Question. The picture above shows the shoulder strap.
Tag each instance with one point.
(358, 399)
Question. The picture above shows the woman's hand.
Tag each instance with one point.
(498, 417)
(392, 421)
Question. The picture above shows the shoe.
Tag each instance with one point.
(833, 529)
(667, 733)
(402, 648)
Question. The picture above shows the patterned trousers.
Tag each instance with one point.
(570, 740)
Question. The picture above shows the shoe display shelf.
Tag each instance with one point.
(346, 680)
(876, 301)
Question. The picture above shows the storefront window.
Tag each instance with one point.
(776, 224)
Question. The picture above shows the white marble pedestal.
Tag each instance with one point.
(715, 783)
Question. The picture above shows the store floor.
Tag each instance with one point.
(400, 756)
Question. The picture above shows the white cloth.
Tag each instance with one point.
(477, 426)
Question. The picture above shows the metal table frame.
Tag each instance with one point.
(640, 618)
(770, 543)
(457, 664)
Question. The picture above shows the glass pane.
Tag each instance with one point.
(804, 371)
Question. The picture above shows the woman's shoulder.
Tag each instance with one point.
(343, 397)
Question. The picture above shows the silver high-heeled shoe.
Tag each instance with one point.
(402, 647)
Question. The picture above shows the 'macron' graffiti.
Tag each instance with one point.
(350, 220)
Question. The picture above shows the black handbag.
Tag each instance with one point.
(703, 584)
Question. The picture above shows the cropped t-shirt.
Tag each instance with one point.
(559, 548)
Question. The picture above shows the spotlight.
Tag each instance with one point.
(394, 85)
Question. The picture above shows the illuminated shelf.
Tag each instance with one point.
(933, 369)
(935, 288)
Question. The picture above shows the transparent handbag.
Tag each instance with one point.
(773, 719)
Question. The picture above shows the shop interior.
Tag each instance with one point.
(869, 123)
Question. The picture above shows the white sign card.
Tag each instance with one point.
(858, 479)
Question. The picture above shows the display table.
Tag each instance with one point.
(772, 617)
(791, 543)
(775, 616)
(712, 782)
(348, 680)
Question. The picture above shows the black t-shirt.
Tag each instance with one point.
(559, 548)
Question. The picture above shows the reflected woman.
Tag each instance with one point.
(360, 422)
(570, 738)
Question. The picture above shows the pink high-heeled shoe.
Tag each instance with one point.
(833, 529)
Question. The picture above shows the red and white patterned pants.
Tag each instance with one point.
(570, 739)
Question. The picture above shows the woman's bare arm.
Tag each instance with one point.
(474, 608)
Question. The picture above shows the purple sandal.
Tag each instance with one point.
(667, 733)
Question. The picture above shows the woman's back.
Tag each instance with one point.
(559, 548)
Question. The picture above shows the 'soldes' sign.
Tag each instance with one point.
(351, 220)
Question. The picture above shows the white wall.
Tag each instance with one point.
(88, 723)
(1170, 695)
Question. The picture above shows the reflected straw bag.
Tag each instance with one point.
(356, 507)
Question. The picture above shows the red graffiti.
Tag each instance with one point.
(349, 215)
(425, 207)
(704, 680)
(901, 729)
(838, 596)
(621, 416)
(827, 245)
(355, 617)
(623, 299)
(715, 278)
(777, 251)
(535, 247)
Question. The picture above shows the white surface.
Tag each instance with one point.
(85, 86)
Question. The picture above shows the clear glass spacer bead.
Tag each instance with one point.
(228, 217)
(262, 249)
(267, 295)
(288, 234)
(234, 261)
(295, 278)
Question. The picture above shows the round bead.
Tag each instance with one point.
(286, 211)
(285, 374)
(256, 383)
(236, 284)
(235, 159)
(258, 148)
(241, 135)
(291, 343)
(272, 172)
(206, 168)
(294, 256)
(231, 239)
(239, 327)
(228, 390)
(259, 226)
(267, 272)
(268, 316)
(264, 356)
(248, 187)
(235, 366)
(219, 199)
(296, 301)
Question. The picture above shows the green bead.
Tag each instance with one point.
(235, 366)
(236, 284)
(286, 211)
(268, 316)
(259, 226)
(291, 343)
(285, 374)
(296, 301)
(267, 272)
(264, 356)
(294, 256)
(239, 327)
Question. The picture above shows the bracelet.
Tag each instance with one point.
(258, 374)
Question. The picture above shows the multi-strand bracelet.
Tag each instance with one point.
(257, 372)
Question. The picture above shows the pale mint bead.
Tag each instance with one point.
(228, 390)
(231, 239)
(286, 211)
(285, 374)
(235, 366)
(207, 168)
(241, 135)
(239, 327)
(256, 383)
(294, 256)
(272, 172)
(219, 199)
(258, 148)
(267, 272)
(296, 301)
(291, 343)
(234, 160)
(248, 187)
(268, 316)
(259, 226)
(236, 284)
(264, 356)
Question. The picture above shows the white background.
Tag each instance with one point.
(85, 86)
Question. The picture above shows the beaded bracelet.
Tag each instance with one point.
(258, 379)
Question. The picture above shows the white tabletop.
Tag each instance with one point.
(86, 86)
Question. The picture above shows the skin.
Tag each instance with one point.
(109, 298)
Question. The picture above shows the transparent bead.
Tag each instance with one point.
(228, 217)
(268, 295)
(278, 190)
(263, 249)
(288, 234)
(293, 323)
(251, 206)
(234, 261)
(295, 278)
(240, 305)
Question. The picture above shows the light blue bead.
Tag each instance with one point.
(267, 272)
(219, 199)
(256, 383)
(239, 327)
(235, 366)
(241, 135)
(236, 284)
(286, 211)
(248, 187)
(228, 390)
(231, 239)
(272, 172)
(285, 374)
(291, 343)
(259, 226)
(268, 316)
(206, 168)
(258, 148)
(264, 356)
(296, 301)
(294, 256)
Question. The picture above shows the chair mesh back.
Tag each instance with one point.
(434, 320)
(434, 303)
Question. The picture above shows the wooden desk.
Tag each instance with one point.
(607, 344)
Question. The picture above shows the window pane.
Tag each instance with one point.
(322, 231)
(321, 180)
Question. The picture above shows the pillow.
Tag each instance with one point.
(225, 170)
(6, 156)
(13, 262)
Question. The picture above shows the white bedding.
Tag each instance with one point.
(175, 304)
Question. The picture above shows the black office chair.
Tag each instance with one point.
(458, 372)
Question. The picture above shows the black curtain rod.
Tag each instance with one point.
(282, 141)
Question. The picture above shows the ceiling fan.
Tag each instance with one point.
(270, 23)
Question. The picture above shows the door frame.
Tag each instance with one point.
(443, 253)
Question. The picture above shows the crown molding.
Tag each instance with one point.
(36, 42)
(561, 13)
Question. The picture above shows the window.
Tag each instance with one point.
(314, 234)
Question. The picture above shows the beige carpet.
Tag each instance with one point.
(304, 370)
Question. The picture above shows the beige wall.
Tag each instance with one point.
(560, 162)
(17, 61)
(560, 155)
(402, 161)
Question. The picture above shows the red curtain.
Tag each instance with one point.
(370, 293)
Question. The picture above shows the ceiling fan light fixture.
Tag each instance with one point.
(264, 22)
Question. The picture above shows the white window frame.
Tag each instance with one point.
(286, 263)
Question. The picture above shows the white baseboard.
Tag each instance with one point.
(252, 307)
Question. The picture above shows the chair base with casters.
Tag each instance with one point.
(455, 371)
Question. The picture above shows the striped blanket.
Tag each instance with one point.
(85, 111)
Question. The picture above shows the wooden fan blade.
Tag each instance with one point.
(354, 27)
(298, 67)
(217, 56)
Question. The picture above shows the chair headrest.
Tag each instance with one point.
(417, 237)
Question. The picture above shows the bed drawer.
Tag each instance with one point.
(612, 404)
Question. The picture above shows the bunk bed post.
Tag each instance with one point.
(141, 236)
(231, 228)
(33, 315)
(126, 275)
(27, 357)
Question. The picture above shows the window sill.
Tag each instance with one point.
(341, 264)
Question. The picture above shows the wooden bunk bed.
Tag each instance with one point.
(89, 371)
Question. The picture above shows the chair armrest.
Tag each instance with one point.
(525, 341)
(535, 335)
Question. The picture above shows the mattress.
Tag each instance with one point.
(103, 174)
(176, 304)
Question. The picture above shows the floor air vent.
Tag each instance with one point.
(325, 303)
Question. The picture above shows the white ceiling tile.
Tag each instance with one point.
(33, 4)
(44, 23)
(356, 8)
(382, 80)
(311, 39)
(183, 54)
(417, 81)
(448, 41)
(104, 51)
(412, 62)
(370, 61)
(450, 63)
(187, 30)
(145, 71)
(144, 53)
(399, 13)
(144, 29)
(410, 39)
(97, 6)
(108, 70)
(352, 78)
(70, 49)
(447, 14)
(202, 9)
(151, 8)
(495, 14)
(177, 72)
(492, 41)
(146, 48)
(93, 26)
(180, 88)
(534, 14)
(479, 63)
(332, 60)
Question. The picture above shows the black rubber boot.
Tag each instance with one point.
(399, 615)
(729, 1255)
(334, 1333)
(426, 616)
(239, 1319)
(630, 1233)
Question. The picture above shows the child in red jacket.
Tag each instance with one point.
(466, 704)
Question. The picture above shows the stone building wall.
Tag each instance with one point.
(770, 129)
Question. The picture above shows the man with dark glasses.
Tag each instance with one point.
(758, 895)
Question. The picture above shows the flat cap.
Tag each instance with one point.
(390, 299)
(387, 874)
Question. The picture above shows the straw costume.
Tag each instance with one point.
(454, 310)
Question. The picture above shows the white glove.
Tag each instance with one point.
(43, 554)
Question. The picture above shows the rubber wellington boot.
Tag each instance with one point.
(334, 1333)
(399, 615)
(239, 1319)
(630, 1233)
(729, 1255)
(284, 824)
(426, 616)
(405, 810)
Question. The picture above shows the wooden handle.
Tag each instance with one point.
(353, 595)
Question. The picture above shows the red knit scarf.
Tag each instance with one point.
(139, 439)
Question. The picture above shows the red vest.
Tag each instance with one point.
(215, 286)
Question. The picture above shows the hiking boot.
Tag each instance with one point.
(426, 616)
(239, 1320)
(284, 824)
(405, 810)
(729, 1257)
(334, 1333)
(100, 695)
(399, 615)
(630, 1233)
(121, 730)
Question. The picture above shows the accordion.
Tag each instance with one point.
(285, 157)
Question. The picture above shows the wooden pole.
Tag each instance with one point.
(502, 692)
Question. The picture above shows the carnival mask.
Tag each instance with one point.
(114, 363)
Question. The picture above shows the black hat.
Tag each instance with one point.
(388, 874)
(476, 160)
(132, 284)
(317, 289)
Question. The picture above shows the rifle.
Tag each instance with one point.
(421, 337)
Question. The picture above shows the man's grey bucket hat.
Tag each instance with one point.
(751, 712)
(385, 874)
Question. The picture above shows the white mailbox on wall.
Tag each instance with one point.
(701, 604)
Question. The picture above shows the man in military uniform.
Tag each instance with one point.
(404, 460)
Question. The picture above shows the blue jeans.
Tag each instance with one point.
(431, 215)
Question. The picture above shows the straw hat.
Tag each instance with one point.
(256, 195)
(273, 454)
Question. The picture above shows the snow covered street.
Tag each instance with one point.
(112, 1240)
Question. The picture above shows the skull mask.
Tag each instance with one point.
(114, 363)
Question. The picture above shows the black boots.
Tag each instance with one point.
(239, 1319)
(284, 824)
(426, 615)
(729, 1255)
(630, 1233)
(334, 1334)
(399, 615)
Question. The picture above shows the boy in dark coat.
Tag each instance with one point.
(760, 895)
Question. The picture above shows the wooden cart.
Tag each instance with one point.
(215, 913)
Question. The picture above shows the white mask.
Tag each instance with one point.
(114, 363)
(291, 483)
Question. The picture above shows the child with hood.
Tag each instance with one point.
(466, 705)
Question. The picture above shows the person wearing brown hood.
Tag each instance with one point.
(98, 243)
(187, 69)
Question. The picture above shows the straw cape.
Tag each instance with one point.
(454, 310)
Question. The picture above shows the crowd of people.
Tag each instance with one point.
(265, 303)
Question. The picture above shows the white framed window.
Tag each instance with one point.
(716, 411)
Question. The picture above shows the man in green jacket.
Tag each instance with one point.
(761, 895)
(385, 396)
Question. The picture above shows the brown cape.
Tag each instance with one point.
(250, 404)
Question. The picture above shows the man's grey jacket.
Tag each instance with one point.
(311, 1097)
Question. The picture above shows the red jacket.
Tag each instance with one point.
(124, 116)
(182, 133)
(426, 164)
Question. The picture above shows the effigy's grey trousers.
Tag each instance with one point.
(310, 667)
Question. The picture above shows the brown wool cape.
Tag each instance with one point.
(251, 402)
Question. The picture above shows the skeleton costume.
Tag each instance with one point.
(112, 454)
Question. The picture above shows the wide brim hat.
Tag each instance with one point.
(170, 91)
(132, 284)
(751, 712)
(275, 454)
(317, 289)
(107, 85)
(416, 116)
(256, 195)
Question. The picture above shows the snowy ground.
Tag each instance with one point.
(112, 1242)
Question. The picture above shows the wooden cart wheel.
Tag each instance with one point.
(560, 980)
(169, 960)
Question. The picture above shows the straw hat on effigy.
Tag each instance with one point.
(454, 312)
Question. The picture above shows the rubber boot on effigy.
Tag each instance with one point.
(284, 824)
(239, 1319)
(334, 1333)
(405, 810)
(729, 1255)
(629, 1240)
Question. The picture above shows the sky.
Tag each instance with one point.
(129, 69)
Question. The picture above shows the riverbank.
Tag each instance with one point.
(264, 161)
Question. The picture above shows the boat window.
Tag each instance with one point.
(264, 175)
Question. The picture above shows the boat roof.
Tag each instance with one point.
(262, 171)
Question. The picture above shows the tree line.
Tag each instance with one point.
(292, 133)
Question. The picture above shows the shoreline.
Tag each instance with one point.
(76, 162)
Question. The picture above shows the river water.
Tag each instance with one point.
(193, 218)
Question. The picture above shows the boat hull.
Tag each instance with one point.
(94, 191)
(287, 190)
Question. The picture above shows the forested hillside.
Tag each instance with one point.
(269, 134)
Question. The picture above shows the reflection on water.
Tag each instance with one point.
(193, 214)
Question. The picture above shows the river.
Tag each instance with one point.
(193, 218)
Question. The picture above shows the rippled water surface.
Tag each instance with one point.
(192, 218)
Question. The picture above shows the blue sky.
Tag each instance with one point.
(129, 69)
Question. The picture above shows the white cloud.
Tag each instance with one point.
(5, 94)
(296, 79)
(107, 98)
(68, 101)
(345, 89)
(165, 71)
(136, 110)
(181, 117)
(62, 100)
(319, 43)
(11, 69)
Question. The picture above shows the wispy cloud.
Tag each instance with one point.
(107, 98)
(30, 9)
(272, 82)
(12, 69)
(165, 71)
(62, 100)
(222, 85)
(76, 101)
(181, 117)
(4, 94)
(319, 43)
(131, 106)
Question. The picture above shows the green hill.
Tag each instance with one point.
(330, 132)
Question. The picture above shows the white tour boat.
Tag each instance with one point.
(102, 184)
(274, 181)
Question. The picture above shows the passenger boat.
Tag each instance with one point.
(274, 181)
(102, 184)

☆ ☆ ☆

> What you should do
In the records above, find the line containing "Question. The picture above shows the boat hull."; please retype it and every line after it through the last line, exactly and with nothing else.

> Solution
Question. The picture above shows the boat hull.
Tag each instance with one point.
(94, 191)
(287, 190)
Question. The picture above shows the forested hillside.
Tag each instance with one point.
(269, 134)
Question. The picture above shows the reflection on water.
Tag each instance with one point.
(193, 214)
Question. The picture above shows the river.
Tag each instance with one point.
(193, 218)
Question. The picture above shows the rippled water surface.
Tag each instance with one point.
(192, 218)
Question. The picture above shows the blue sky.
Tag each instance with one point.
(129, 69)
Question. The picture above shows the white cloud.
Tag each instance with one point.
(5, 94)
(296, 79)
(107, 98)
(68, 101)
(345, 89)
(165, 71)
(136, 110)
(181, 117)
(62, 100)
(319, 43)
(11, 69)
Question. The picture above shows the wispy cloud.
Tag each instance with one point.
(107, 98)
(30, 9)
(272, 82)
(12, 69)
(165, 71)
(62, 100)
(222, 85)
(76, 101)
(181, 117)
(4, 94)
(319, 43)
(131, 106)
Question. The picture above shows the green hill.
Tag each instance with one point.
(330, 132)
Question. The picture above shows the white tour boat.
Tag each instance with one point.
(102, 184)
(274, 181)
Question. The picture above shows the passenger boat.
Tag each instance with one point.
(274, 181)
(102, 184)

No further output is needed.